*Task to carry out*. Search the data for the string "curve" and copy each line in which it appears.

*Provided data*.
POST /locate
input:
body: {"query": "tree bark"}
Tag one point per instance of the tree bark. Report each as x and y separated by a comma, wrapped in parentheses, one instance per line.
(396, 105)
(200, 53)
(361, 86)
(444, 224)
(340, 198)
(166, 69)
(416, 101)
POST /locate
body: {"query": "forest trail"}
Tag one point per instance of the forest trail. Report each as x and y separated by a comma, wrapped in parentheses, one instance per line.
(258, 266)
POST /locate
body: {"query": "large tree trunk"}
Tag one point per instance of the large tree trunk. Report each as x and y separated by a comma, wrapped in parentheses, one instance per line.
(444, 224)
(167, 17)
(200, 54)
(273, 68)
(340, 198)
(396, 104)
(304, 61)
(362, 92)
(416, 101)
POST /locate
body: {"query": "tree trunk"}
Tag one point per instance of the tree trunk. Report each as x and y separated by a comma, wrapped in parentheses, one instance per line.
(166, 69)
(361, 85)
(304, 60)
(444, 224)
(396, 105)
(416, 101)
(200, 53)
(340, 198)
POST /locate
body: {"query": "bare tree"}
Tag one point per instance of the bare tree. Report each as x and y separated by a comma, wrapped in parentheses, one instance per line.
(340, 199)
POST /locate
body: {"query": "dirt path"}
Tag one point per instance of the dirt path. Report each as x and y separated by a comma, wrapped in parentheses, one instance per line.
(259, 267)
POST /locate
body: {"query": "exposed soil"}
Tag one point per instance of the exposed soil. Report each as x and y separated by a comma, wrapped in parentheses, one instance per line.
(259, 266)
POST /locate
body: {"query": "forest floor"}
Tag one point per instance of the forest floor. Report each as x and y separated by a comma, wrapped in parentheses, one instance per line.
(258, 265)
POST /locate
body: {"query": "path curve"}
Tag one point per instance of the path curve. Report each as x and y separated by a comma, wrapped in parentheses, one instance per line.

...

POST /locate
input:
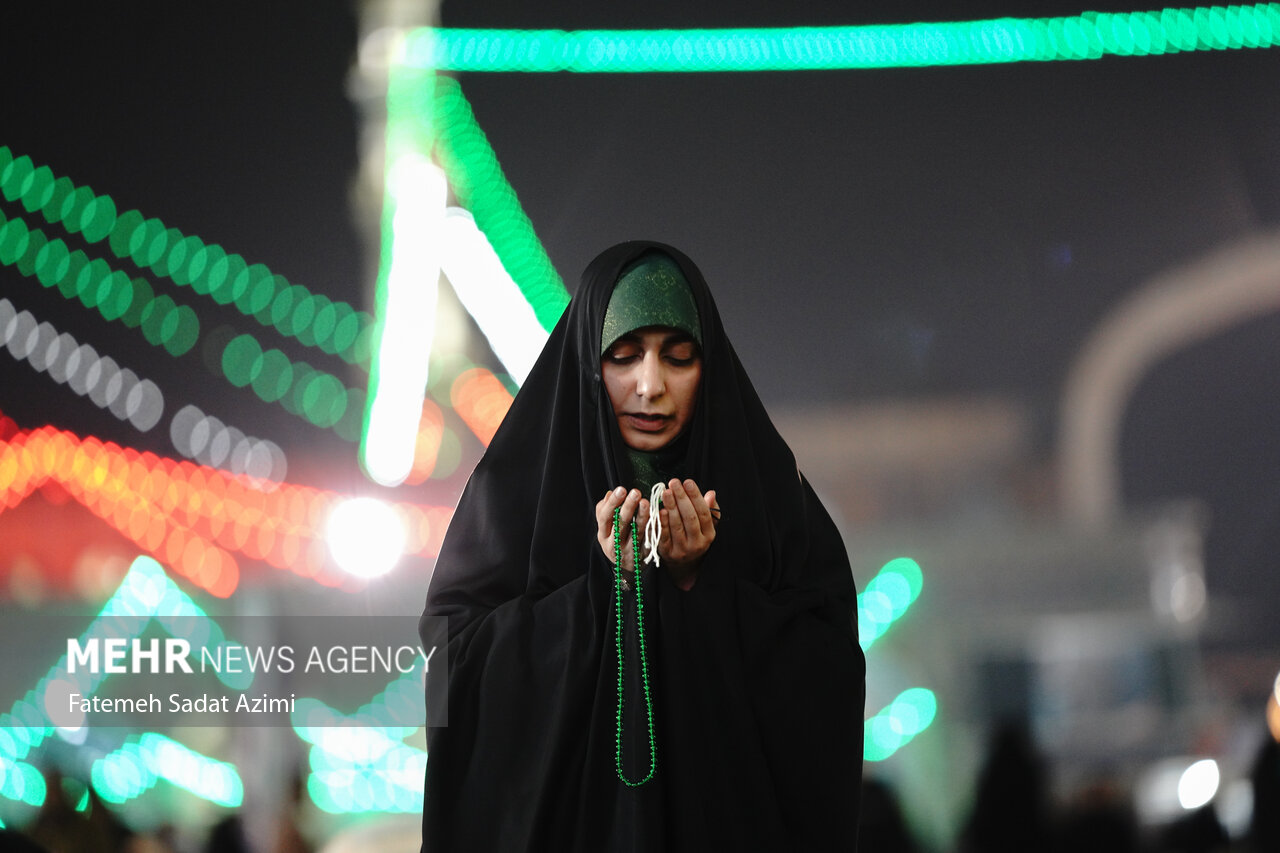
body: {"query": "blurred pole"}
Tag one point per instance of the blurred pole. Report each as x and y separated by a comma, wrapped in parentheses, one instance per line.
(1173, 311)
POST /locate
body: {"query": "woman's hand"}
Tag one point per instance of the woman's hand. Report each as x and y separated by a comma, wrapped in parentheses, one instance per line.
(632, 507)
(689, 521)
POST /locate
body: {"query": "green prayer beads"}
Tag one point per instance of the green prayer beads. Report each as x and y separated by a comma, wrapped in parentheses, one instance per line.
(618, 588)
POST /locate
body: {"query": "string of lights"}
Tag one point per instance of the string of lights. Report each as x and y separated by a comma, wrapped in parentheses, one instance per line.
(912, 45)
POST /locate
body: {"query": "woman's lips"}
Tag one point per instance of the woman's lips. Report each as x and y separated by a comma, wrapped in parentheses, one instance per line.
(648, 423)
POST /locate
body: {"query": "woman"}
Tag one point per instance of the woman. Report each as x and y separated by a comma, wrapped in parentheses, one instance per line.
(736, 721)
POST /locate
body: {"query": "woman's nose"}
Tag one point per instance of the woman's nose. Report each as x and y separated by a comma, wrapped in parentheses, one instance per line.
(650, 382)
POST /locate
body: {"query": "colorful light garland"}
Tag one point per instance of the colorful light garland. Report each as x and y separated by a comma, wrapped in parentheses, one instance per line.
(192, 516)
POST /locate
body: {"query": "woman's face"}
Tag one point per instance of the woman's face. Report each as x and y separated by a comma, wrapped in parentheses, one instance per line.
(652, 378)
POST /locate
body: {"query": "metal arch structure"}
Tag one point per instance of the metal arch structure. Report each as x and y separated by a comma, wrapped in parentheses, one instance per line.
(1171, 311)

*Solved exercise*.
body: {"query": "path curve"}
Tag one point per instance of the path curve. Report each as x and y separated by a comma, wrapped in parentheses, one instance per line.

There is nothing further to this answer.